YOUR INSTRUCTIONS ▸
Extend the passage on managing health over the Christmas period, picking up right after its final sentence.

PASSAGE FOR REVIEW ▸
· · · · ·
The run-up to the festive season is now well and truly underway. It’s a fun, but undeniably busy and tiring time for many of us – and even more so for the millions of people who are juggling the long Christmas ‘to do’ list with managing a long-term health condition, recovering from an operation or undergoing treatment for a health problem such as cancer.   

There is little you can do to prevent the hustle and bustle over the Christmas period, but there are things you can do to take control of your health and increase your confidence in managing your condition.  We’ve asked our experts at London Medical Concierge for their expert guidance on managing your health and wellbeing over the festive period: 

  1. In the run-up to Christmas, make sure you have a good supply of medicines to last well over the Christmas period and into the New Year. If you don’t plan ahead, you could find it difficult to get a repeat prescription as GP surgeries will not be opening during the usual hours. If you run out of medication it could lead to an avoidable deterioration in your condition and mean that you need to call for urgent help.
  2. The social pressures of Christmas can create even more stress for people who are feeling under par, as changes to your usual routine may make you feel out of control and lead to you feeling unwell. Unfortunately, the cold winter weather at this time of year can also make symptoms such as breathlessness worse for some patients. If you have a long-term breathing condition such as COPD you should discuss this with a health professional so you can take steps to prevent the cold weather making you unwell.
· · · · ·
DATA LISTING ▸
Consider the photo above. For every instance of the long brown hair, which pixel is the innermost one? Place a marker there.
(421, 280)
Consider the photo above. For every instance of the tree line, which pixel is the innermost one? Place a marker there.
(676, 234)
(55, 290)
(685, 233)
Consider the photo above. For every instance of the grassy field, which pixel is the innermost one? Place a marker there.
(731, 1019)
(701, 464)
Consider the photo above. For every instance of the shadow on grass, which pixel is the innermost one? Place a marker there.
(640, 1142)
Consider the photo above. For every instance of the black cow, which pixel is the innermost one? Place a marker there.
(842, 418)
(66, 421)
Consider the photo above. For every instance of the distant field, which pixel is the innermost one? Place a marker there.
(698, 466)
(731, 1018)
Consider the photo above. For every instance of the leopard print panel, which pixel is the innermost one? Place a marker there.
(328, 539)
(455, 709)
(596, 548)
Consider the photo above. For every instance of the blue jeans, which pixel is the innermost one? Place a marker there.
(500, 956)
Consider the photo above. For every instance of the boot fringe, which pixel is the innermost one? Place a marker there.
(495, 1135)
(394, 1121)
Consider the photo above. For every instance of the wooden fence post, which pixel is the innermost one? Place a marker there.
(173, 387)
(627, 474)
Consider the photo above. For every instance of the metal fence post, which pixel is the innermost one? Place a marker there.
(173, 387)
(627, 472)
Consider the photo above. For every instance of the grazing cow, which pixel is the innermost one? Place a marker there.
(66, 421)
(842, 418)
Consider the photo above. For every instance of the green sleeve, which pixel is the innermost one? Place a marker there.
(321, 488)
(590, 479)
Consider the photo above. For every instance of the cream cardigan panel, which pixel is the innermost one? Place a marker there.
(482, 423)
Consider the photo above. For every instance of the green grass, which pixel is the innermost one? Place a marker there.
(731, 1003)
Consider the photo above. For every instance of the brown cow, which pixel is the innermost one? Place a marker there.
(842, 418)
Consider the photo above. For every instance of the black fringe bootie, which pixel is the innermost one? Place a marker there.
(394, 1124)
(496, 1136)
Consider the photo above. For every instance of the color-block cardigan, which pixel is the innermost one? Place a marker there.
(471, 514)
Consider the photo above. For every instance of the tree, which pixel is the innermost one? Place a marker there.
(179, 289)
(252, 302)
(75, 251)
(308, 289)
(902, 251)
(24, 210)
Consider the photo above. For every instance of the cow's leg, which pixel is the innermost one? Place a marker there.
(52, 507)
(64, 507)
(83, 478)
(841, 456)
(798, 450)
· · · · ·
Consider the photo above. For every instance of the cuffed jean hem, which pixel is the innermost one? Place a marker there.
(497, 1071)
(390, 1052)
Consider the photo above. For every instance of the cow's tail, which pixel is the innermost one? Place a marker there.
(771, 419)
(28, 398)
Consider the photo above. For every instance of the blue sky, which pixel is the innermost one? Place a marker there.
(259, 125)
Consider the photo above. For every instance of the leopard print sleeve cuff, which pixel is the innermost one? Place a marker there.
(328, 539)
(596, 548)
· · · · ·
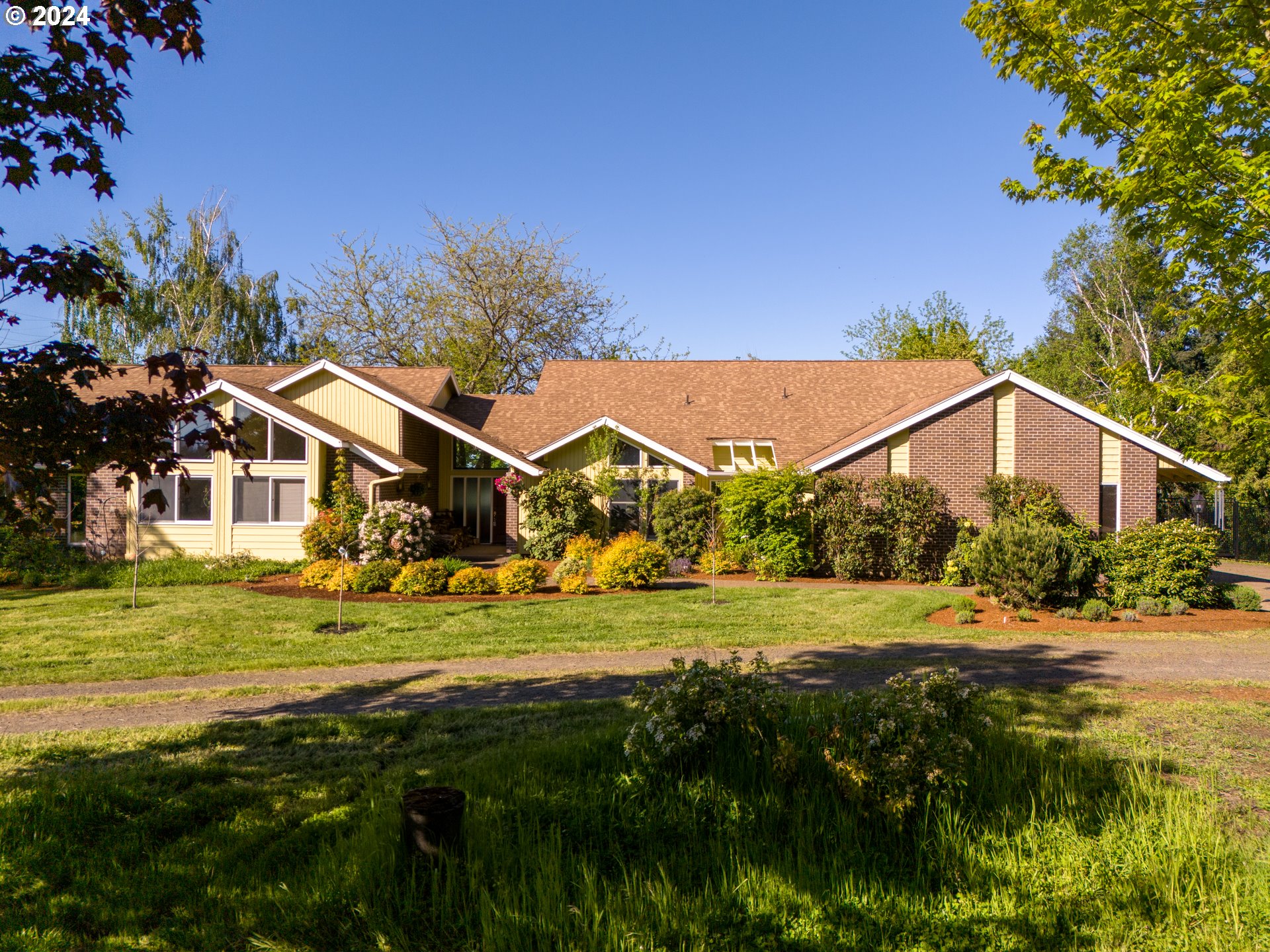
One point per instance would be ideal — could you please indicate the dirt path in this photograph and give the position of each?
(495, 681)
· · · · ·
RESPONSE TO THIS TASK ▸
  3. We all like to have additional treats and enjoy things we might not usually indulge in over the festive period and there is no reason why you shouldn’t do that just because you have a long-term condition or you’re undergoing treatment. However, having these things in a measured amount and not necessarily all on the same day will allow you to enjoy them without it making you feel bloated, tired and possibly unwell.  ​If you have diabetes the change from your normal routine of meals can impact on your blood sugar levels and so you should take a measured approach to what and when you eat, and monitor it in your usual way.
  4. It’s important to talk to one or two close friends or relatives about what to do if they see signs you are becoming unwell (your “emergency plan”), what to do should this happen and any vital contact or medication details. This will ensure others are looking out for you and will also make it easier for them to manage as you will have given them the information they need to be able to deal with it calmly and appropriately.
  5. It’s very important to let yourself enjoy the festivities, but also to know when you need to take a break – and make sure that your guests or hosts are aware of that. If you need to have a rest after lunch or don’t feel up to a winter walk, then do listen to your body and rest when you need to.